Halifax’s HomeEXCEPT has launched an Indiegogo campaign that CEO John Robertson said in an interview is meant to serve not just as a funding source, but as an international marketing vehicle.

HomeEXCEPT was first launched in September and completed a major product redesign earlier this year. Its technology now uses accelerometers and environmental sensors capable of tracking humidity, temperature and air pressure to monitor the behavior and safety of seniors living alone.

With HomeEXCEPT’s sensors already on the market, Robertson said the crowdfunding campaign is aimed at increasing the company’s visibility in the United States and facilitating additional growth. The campaign, which has almost two months left, has a target of $19,750.

“For us, it’s more of an awareness campaign, primarily in the U.S. market,” he said. “I’d always intended on trying to put together a campaign, but I wanted to make sure we actually had a product we could ship, so that it wasn’t a campaign to help fund [research and development], but rather a campaign to support the cause of ... helping people to age at home.”

Indiegogo is a crowd-funding website that allows companies and entrepreneurs to raise money for projects ranging from miniature computers to comedy movies.

Unlike platforms such as Kickstarter, which often take an all-or-nothing approach that requires projects to meet pre-determined funding thresholds or receive nothing, Indiegogo allows for “flex funding” campaigns that don’t have to meet specific targets.

Robertson said the less rigid model has allowed HomeEXCEPT to use Indiegogo as an online sales channel, with buyers being offered a discount on their software subscriptions.

NxtGEN Grows in US Care Homes

HomeEXCEPT’s retail customers normally order the hardware and then pay a $45 monthly subscription for the software that runs the sensors and presents the data in a readable format. The subscription is monthly, with no contract.

Indiegogo buyers will pay for a year-long subscription up front at a 44 percent discount. After the year, they will be able to continue renewing monthly at the discounted price.

The sensors are sold in packs of five and are meant to be deployed according to a list of available options, so that the machine learning software system knows how to interpret the data it receives.

For example, if a customer wants to ensure their elderly parent is taking their medication on schedule, a sensor can be mounted on the parent’s medication drawer to track when it is opened and closed. Or a sensor can be positioned to check whether the stove has been left on.

Robertson said in May that HomeEXCEPT was eyeing American medical distributors to supplement its existing retail sales channels.

Now, he said overall growth has proven slower than he would like because of COVID-19: “Even though there’s been a huge increase in focus on what we’re doing, people are pretty myopic when it comes to the pandemic and COVID ...  What we’re finding is just now, things are starting to loosen up.”

As public health conditions in Canada and parts of the United States begin to normalize, sales are picking up and several institutional deals may be on the horizon.

Robertson added that HomeEXCEPT is planning a $500,000 seed round, which will be its largest capital raise to date, but that investors have been cautious because of the pandemic.

“There’s definitely a ‘money under the mattress’ attitude a little bit going on ... there’s certainly more anxiety,” said Robertson. “But at the same time, there are also some [angel investors] that are making money hand over fist right now.”

The backers who have been most open to HomeEXCEPT -- which has not yet tapped institutional investors and is instead leveraging Robertson’s existing contacts -- have been people whose businesses have benefited from COVID-19.

Robertson said that investors involved in gold mining, for example, have enjoyed an exceptionally lucrative few months and appear to be looking for ways to deploy their newfound capital. The same is true of individuals who have had portfolio exposure to major technology companies, such as Amazon and Tesla.

**EXTRACTED RECORDS:**
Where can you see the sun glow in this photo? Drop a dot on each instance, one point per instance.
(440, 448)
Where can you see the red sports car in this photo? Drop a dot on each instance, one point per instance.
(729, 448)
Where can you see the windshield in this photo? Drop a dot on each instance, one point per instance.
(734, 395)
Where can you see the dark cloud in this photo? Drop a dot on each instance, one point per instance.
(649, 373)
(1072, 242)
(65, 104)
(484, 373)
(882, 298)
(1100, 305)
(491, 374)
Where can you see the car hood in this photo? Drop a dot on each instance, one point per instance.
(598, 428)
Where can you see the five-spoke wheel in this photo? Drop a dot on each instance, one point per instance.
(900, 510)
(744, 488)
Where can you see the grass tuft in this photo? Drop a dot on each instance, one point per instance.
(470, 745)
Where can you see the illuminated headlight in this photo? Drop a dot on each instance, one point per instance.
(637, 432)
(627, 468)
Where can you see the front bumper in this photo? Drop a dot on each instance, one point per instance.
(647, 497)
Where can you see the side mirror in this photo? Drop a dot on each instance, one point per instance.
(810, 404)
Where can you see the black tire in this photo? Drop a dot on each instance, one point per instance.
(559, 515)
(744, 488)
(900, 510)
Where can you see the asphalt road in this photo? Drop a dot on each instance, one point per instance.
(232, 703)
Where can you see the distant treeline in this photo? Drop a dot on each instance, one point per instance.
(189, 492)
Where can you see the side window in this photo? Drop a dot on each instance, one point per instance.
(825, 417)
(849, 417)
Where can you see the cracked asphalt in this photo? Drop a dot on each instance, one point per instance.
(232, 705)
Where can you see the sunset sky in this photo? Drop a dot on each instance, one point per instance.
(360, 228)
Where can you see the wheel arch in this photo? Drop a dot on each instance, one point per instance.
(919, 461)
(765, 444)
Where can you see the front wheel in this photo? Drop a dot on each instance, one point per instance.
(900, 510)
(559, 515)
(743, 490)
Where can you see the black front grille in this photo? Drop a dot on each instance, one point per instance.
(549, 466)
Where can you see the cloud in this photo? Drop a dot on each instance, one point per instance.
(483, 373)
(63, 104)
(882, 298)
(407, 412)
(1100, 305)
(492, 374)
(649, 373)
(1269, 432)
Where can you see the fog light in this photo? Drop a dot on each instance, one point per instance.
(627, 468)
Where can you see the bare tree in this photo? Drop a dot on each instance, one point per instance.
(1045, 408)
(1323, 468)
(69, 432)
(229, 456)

**REQUIRED ACTIONS:**
1. Return the passage of the HomeEXCEPT article from "For example, if" up to and including "on the horizon.", copied word for word.
2. According to the HomeEXCEPT article, how much do retail customers normally pay each month for the software subscription?

**SOLUTIONS TO EACH TASK:**
1.
For example, if a customer wants to ensure their elderly parent is taking their medication on schedule, a sensor can be mounted on the parent’s medication drawer to track when it is opened and closed. Or a sensor can be positioned to check whether the stove has been left on.

Robertson said in May that HomeEXCEPT was eyeing American medical distributors to supplement its existing retail sales channels.

Now, he said overall growth has proven slower than he would like because of COVID-19: “Even though there’s been a huge increase in focus on what we’re doing, people are pretty myopic when it comes to the pandemic and COVID ...  What we’re finding is just now, things are starting to loosen up.”

As public health conditions in Canada and parts of the United States begin to normalize, sales are picking up and several institutional deals may be on the horizon.

2. $45 a month